■ Exercise requirements
**1.** Answer these from the Dreambooth training guide, one line each:
(a) What graphics card and amount of VRAM is the guide aimed at?
(b) Which pytorch and torchvision versions should environment.yaml contain?
(c) How many images of the subject does the guide say to collect?
**2.** Pick up the Dreambooth training guide after its last numbered step and write the steps that follow.

-- start Selected excerpt --

The shit guide to training with optimized dreambooth stable diffusion

Let it be known that this guide is shit, I'm not claiming it isn't shit, and you'll likely say it shit. If it helps you great!

Are you trying to train a finetune model on a 3090ti in 24gig of VRAM? You're in the right place!
If you are revisiting this guide please pull changes from the Gammagec's repo (it runs a lot faster now) BUT is broken on linux (allocates too much VRAM), It turns out this happens on windows as well, it is related to an older version of pytorch being in the environment.yaml change the lines in environment.yaml to contain

pytorch=1.10.2
torchvision=0.11.3

You can also now use ShivamShrirao's dreambooth repo and convert to ckpt now, repo at the bottom but this guide does not cover that

Table of Contents

Intro

This is the repo we are working with, above all, if you are confused by this guide, you should read the documentation on the repos page and the dreambooth paper.
[1] https://github.com/gammagec/Dreambooth-SD-optimized
[2] https://dreambooth.github.io/

Main Guide

  1. Choose a starting model (Waifu Diffusion 1-2 was mine, but any stable model should do, you should choose one that leans towards the type of content you want to make)
  2. Curate a training dataset => Collect 5 - 20 images (more can be fine, but this should work) of your subject, (this is all automatable but this is the "lazy" didn't automate way)

-- end Selected excerpt --
-- start Dataset --

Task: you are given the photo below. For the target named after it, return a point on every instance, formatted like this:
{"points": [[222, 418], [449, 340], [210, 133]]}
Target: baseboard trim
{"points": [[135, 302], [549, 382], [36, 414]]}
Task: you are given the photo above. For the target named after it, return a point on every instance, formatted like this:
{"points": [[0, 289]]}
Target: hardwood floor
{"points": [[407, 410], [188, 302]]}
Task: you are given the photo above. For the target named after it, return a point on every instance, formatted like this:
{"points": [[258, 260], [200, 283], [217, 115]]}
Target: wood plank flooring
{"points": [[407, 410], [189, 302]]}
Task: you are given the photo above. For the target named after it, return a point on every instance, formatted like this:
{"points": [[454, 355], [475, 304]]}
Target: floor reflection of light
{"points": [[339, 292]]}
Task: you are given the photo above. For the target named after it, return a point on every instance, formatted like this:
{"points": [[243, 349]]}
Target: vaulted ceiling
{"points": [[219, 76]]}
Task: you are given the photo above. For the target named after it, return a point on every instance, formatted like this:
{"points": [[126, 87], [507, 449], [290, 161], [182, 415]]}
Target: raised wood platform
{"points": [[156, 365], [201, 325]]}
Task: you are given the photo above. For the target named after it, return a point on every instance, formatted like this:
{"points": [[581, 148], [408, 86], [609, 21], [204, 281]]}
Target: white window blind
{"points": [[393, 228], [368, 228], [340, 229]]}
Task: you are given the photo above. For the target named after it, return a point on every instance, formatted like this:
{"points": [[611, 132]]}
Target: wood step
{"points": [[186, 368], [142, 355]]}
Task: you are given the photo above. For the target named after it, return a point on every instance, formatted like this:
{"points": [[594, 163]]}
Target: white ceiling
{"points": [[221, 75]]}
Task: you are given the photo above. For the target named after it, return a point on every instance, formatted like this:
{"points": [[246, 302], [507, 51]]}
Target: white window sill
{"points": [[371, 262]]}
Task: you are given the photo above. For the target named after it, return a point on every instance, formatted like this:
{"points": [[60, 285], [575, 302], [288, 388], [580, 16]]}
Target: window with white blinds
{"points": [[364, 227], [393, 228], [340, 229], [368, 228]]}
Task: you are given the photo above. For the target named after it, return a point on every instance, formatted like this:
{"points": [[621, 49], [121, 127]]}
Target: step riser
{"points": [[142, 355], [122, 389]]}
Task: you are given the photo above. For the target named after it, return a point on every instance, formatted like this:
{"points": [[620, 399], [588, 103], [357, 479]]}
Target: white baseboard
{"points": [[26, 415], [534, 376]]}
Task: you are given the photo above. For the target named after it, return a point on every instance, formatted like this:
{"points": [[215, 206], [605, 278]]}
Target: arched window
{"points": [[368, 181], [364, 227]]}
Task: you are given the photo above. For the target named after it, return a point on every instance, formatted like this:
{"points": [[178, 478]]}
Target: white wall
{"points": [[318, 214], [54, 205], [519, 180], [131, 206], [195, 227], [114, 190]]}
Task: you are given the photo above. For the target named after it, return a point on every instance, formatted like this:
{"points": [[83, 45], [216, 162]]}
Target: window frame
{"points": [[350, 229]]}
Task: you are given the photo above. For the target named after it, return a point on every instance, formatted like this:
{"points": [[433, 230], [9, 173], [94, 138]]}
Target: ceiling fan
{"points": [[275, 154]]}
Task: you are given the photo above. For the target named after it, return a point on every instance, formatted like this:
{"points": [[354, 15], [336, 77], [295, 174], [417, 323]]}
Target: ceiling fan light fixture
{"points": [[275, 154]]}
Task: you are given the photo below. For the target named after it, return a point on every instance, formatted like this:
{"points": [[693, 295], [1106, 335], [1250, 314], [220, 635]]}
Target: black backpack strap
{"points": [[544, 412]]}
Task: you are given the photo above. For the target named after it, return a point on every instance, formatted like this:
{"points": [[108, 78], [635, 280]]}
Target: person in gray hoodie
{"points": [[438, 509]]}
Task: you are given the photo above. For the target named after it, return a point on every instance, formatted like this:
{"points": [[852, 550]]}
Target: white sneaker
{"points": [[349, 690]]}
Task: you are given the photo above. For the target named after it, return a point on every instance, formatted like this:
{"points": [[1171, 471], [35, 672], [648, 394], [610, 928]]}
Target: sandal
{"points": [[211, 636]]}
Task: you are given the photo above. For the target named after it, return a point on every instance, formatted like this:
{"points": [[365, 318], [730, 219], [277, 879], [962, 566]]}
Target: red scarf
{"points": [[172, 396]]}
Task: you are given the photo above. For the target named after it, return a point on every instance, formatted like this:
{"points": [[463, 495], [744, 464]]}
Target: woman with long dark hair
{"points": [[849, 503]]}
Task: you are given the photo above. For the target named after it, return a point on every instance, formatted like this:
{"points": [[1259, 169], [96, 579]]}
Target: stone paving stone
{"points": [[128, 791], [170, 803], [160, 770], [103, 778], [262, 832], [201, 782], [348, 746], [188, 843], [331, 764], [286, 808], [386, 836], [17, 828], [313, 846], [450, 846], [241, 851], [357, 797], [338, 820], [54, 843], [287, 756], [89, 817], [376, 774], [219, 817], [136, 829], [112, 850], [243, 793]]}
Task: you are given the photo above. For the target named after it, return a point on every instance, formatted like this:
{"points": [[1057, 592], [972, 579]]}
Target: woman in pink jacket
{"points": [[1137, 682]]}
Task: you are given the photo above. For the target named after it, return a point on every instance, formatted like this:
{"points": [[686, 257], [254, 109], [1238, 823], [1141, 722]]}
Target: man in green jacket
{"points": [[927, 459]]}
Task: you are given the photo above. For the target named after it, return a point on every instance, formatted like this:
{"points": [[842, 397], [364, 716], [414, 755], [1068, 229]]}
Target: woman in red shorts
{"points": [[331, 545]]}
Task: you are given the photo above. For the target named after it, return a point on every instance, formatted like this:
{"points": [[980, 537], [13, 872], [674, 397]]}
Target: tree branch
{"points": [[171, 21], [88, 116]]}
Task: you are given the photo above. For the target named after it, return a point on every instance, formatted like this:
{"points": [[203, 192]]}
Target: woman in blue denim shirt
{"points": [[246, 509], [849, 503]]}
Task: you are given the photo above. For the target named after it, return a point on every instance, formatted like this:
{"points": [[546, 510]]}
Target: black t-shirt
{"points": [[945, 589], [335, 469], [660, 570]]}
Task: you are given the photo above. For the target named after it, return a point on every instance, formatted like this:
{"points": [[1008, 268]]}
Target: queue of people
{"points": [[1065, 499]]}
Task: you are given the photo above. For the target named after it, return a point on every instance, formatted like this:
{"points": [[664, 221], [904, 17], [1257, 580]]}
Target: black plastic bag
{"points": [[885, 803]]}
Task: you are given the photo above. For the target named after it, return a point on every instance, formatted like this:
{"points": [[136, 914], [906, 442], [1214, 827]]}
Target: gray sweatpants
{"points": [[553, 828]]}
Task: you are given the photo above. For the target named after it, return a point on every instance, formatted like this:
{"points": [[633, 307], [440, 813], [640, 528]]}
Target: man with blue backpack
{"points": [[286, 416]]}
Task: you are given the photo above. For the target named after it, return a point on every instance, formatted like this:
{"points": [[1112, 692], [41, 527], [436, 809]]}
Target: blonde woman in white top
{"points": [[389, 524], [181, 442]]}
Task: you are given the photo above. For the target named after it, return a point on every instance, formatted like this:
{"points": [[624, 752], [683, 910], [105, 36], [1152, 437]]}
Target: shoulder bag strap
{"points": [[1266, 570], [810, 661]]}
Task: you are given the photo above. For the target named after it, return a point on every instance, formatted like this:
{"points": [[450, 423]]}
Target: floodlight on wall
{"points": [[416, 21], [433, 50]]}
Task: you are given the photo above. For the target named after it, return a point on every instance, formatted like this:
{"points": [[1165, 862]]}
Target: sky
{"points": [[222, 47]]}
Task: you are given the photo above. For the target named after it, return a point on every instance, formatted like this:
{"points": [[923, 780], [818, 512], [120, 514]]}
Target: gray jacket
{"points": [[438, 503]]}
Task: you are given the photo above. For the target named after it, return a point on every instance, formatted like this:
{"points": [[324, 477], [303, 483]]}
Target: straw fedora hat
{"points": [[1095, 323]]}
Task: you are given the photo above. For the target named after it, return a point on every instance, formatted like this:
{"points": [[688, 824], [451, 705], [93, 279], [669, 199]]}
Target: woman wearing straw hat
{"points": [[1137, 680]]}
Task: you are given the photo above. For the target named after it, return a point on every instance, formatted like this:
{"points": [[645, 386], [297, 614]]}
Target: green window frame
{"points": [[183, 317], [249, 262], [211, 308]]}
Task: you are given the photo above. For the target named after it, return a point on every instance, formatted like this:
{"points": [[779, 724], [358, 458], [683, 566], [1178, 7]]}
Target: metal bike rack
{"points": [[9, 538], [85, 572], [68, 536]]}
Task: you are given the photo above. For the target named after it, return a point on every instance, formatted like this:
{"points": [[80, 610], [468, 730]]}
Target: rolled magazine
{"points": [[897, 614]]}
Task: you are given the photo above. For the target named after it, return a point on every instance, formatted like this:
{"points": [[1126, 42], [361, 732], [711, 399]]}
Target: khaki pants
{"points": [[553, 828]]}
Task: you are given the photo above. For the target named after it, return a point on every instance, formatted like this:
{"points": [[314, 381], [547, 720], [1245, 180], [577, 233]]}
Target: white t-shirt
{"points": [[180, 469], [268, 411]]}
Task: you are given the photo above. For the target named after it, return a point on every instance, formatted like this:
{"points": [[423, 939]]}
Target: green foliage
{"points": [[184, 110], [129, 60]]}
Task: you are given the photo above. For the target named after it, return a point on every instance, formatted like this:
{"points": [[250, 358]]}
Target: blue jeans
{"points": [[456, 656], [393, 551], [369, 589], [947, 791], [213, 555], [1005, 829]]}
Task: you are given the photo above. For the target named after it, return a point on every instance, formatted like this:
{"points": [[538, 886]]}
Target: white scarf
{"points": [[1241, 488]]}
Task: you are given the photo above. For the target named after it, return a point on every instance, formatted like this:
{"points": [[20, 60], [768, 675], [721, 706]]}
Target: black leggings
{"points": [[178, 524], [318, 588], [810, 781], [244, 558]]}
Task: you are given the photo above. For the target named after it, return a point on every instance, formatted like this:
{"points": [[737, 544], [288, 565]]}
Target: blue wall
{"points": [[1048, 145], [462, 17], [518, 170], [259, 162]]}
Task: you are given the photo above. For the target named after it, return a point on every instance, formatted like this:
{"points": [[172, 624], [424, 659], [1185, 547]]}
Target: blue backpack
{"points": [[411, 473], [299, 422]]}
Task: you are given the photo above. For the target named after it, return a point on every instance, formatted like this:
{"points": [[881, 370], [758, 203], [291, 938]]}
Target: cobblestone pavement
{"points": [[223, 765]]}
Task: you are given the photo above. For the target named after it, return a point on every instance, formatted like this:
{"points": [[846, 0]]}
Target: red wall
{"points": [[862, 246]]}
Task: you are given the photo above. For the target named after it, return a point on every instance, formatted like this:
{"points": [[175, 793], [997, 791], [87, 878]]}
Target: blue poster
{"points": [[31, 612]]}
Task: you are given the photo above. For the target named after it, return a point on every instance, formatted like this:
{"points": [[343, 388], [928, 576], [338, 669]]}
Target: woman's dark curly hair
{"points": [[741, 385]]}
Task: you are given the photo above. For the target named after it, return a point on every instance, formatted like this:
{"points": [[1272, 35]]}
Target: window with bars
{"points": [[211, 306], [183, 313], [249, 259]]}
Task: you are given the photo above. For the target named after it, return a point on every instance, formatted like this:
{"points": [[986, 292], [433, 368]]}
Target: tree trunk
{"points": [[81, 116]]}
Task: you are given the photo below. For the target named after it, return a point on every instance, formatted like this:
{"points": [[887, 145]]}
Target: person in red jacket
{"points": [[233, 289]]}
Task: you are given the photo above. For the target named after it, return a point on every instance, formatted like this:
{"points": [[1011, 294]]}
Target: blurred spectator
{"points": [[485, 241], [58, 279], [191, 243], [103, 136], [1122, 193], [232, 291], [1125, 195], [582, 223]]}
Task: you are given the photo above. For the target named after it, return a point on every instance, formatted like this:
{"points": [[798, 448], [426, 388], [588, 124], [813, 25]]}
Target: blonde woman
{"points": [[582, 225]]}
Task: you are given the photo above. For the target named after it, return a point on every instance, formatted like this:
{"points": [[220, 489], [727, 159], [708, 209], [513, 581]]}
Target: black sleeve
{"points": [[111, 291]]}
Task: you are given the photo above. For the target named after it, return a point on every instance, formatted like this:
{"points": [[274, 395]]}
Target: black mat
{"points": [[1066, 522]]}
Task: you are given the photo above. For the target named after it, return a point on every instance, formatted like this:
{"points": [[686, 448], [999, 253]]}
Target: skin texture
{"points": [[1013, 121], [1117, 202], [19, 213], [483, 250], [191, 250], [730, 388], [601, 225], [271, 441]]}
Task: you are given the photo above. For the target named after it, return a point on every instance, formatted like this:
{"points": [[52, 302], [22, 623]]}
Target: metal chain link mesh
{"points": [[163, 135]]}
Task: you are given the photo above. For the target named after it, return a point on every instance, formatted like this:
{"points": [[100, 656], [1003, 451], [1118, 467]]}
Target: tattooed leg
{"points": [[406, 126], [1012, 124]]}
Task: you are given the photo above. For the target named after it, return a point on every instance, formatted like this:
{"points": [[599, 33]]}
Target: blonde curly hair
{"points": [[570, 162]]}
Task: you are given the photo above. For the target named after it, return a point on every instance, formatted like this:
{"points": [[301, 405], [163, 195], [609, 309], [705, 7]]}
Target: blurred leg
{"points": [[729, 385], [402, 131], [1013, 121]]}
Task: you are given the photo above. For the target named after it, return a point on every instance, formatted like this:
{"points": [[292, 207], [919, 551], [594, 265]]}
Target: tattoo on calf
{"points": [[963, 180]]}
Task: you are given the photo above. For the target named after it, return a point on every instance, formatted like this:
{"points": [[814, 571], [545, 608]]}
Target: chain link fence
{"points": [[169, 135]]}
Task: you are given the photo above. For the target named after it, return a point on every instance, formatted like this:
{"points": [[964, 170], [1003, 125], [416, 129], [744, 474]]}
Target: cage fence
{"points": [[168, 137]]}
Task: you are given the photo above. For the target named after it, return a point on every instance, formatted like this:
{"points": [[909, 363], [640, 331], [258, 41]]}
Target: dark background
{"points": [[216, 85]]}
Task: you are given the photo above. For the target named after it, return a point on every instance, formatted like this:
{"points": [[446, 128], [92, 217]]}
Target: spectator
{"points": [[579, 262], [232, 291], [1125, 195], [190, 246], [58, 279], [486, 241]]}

-- end Dataset --

■ The answers
**1.**
(a) A 3090ti with 24gig of VRAM.
(b) pytorch=1.10.2 and torchvision=0.11.3.
(c) 5 - 20 images, though more can be fine.

**2.**
    • notes on curation tools <here>
    • use an image editor to crop, or Arena's SD Tagging Helper get the part of the image that matters to you the goal here is to maintain an aspect ratio in your crop that can be resized to 512x512 cleanly (so 1024x1024 would be a valid choice, or 768x768) just keep an aspect ratio of 1:1
    • use imagemagick to crop and resize those images using imagemagick https://imagemagick.org/archive/binaries/ImageMagick-7.1.0-49-Q16-HDRI-x64-dll.exe with the command you'll either need to add magick.exe to your windows path or use the filepath or start from this folder. imagemagick has options for pad and other types of resizing, check the docs if you want to know more.
      raw resize
      mogrify -resize 512x512 pathToFolder/*.png
      
      NEW The preferred method as of right now is to find images that can be easily padded on the sides, an image with a white background will work best with the command below. Change white to another color if your image backgrounds are different
      .\magick.exe mogrify -resize 512x512 -background white -extent 512x512 -gravity center pathToFolder/*.png
  3. Clone the repo https://github.com/gammagec/Dreambooth-SD-optimized
  • If you haven't set up a conda environment.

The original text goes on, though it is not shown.